━━━ Trecho selecionado

Art. 23. É competência comum da União, dos Estados, do Distrito Federal e dos Municípios:

I - zelar pela guarda da Constituição, das leis e das instituições democráticas e conservar o patrimônio público;

II - cuidar da saúde e assistência pública, da proteção e garantia das pessoas portadoras de deficiência;

III - proteger os documentos, as obras e outros bens de valor histórico, artístico e cultural, os monumentos, as paisagens naturais notáveis e os sítios arqueológicos;

IV - impedir a evasão, a destruição e a descaracterização de obras de arte e de outros bens de valor histórico, artístico ou cultural;

V - proporcionar os meios de acesso à cultura, à educação, à ciência, à tecnologia, à pesquisa e à inovação; (Redação dada pela Emenda Constitucional nº 85, de 2015)

VI - proteger o meio ambiente e combater a poluição em qualquer de suas formas;

(...)

                           

A Constituição Federal estabelece ainda em seu artigo 225, em Capítulo que trata do “MEIO AMBIENTE”, constituindo objetivos a serem perseguidos também pelos entes municipais através de normas locais. Também a CF/88 estabelece como um dos preceitos da ordem econômica a proteção ao meio ambiente, indo ao encontro do que pretende a proposição em análise o comando constitucional do art. 170, VI:

Art. 170. A ordem econômica, fundada na valorização do trabalho humano e na livre iniciativa, tem por fim assegurar a todos existência digna, conforme os ditames da justiça social, observados os seguintes princípios:

VI - defesa do meio ambiente, inclusive mediante tratamento diferenciado conforme o impacto ambiental dos produtos e serviços e de seus processos de elaboração e prestação; (Redação dada pela Emenda Constitucional nº 42, de 19.12.2003)

Art. 225. Todos têm direito ao meio ambiente ecologicamente equilibrado, bem de uso comum do povo e essencial à sadia qualidade de vida, impondo-se ao Poder Público e à coletividade o dever de defendê-lo e preservá-lo para as presentes e futuras gerações.

  • 1º Para assegurar a efetividade desse direito, incumbe ao Poder Público:

I - preservar e restaurar os processos ecológicos essenciais e prover o manejo ecológico das espécies e ecossistemas;

II - preservar a diversidade e a integridade do patrimônio genético do País e fiscalizar as entidades dedicadas à pesquisa e manipulação de material genético;

III - definir, em todas as unidades da Federação, espaços territoriais e seus componentes a serem especialmente protegidos, sendo a alteração e a supressão permitidas somente através de lei, vedada qualquer utilização que comprometa a integridade dos atributos que justifiquem sua proteção;

IV - exigir, na forma da lei, para instalação de obra ou atividade potencialmente causadora de significativa degradação do meio ambiente, estudo prévio de impacto ambiental, a que se dará publicidade;

V - controlar a produção, a comercialização e o emprego de técnicas, métodos e substâncias que comportem risco para a vida, a qualidade de vida e o meio ambiente;

(..)

━━━━━━
━━━ Material de estudo

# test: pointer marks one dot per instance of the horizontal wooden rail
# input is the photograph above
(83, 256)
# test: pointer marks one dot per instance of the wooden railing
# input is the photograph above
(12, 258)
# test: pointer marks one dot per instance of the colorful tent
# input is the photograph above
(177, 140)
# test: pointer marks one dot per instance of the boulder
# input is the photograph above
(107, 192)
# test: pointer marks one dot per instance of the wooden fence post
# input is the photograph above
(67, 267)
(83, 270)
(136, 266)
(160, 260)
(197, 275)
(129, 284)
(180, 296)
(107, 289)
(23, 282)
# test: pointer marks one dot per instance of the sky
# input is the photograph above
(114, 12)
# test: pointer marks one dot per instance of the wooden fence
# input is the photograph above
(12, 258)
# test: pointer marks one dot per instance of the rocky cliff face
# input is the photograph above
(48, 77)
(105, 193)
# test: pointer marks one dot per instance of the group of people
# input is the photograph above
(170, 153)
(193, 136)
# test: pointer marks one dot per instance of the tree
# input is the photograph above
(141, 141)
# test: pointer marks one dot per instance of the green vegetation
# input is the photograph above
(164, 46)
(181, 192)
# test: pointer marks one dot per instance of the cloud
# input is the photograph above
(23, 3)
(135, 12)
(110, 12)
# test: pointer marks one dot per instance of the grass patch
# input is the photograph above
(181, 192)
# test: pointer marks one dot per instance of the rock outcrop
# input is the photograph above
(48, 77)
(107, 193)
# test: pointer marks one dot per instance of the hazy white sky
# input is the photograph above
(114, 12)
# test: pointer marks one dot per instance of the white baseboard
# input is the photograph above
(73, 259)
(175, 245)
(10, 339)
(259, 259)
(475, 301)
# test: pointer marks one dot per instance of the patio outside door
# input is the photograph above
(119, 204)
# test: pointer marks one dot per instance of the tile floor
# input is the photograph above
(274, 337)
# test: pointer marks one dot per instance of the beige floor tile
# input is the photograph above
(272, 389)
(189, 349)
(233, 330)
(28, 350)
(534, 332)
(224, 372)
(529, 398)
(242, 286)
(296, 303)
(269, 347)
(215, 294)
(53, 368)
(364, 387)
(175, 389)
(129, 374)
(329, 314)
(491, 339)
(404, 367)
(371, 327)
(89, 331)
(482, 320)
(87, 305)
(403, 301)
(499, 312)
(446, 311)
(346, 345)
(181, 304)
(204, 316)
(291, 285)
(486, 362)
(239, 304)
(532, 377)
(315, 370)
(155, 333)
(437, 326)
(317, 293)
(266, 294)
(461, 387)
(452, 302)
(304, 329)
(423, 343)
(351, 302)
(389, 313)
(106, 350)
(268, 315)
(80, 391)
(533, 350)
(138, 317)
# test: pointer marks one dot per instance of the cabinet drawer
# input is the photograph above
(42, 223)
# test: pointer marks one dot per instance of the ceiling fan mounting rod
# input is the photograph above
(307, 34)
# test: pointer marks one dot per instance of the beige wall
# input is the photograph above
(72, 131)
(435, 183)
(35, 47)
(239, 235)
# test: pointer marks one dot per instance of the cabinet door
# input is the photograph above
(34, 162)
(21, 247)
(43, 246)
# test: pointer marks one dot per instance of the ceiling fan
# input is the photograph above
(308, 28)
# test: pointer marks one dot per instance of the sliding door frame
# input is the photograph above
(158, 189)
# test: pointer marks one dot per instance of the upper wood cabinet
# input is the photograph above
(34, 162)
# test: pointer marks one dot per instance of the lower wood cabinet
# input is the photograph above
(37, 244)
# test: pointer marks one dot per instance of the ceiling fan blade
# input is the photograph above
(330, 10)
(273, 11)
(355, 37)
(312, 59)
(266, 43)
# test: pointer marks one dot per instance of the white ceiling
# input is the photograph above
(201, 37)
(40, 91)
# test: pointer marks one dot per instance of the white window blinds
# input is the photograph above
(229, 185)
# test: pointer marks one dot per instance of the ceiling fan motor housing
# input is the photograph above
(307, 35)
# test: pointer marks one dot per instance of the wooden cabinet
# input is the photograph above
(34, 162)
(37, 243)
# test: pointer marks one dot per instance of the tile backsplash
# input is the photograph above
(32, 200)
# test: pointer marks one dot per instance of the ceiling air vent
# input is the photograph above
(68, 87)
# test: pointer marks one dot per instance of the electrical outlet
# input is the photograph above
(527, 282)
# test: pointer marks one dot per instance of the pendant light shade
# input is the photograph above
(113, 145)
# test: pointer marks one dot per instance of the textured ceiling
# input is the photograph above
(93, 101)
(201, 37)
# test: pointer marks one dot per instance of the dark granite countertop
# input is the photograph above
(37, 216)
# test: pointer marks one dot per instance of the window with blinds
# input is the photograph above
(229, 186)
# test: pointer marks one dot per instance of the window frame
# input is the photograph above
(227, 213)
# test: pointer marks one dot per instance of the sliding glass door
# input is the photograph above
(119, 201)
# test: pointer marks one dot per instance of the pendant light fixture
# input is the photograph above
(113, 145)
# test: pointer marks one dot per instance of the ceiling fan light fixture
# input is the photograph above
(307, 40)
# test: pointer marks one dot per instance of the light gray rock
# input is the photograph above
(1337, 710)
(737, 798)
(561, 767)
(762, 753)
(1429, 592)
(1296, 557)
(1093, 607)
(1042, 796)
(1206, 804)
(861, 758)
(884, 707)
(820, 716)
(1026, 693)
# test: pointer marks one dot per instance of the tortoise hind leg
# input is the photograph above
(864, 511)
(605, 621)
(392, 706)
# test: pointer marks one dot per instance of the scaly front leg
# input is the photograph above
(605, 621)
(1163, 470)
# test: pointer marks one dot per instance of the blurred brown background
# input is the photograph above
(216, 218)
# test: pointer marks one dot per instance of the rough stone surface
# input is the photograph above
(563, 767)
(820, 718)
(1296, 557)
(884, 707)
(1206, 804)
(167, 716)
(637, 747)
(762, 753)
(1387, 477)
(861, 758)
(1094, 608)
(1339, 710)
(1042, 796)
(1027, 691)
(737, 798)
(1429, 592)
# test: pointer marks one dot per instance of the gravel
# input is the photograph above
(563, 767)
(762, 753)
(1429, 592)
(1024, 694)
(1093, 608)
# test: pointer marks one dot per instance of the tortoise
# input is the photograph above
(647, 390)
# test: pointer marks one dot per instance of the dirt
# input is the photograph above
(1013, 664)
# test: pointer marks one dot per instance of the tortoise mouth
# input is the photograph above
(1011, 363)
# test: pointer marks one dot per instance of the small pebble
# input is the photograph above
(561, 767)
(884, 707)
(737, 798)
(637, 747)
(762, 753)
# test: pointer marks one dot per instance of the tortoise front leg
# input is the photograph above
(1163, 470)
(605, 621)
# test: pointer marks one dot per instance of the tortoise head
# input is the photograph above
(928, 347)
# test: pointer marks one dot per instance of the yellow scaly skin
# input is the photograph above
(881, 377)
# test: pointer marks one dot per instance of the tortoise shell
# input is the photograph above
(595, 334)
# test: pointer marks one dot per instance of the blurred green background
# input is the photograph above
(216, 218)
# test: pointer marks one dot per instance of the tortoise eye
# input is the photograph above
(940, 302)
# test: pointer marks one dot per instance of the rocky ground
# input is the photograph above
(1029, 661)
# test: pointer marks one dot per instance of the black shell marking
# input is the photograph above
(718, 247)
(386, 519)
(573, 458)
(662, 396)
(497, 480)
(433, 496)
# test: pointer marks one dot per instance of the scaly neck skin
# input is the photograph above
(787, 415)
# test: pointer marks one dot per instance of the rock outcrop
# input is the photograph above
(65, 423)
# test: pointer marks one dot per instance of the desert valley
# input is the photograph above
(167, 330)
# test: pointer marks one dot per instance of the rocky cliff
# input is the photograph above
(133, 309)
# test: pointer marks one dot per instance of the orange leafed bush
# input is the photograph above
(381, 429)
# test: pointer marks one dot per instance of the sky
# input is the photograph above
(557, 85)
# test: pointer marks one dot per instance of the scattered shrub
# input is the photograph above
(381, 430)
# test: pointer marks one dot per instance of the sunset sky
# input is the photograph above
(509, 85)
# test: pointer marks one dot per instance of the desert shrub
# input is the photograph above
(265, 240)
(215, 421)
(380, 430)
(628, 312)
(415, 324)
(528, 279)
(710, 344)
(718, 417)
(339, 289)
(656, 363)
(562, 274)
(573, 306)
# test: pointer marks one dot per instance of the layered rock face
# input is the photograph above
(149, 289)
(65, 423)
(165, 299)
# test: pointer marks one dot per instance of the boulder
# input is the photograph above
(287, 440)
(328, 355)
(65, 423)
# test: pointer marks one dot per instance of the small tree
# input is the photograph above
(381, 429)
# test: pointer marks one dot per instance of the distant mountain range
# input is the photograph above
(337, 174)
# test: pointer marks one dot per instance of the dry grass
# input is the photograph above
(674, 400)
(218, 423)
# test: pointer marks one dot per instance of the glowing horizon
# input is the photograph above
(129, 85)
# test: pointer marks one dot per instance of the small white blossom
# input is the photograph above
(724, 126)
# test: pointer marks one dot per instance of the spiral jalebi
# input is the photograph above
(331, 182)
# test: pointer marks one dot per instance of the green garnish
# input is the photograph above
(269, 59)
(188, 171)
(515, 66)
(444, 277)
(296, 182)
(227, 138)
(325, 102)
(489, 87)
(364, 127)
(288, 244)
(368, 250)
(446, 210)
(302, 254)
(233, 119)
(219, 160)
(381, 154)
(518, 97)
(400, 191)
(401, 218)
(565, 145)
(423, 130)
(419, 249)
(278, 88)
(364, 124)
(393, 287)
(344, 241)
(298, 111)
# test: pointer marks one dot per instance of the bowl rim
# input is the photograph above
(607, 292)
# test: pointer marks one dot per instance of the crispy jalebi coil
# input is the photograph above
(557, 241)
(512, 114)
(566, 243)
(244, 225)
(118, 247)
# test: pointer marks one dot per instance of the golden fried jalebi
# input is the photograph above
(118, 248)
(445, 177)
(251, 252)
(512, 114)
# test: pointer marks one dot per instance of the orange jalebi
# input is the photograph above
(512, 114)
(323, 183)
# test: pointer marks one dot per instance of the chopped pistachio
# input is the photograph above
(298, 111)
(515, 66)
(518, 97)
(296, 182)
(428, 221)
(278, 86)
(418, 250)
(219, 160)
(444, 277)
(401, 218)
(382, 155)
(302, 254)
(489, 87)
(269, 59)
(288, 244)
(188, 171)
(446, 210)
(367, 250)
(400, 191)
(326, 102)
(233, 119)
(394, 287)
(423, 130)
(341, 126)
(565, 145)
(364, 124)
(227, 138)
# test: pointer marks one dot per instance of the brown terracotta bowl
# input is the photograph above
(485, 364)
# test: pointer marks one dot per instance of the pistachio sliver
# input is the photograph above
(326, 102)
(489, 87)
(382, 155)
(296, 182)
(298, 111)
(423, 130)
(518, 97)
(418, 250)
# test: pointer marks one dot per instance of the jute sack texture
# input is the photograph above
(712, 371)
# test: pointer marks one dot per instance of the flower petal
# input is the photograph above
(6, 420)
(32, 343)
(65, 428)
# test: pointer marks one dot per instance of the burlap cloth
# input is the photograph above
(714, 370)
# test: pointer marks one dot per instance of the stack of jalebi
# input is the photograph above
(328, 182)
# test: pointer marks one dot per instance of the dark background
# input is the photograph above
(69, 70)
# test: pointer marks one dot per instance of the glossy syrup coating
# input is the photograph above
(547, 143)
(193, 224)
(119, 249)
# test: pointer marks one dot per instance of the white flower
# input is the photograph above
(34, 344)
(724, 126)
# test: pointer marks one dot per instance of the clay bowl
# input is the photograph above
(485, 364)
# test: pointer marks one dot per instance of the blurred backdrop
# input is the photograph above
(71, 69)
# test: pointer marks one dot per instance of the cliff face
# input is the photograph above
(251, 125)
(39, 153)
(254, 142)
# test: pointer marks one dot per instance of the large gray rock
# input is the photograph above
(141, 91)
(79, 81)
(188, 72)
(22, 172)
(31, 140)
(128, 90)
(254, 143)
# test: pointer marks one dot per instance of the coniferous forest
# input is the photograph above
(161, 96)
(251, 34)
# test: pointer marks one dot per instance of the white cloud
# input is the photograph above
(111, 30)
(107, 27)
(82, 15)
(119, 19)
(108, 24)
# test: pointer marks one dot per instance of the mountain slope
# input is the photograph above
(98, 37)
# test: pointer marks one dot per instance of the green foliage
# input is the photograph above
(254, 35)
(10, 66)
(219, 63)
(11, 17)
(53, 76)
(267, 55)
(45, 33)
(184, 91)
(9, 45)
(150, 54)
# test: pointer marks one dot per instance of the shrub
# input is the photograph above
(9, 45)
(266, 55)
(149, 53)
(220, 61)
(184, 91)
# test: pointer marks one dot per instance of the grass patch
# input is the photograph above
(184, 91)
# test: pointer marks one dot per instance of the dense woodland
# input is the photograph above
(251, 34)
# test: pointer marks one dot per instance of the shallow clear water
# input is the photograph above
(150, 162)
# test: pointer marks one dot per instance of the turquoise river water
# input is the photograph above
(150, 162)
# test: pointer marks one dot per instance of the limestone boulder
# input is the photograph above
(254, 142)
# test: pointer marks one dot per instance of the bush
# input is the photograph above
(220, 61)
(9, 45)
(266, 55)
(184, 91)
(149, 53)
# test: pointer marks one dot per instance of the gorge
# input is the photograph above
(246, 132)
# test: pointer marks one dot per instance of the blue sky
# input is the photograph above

━━━━━━

- **Exercício**
Transcreva o trecho do texto sobre meio ambiente na Constituição entre "V - proporcionar" e "85, de 2015)", inclusive.

- **Resolução do exercício**
V - proporcionar os meios de acesso à cultura, à educação, à ciência, à tecnologia, à pesquisa e à inovação; (Redação dada pela Emenda Constitucional nº 85, de 2015)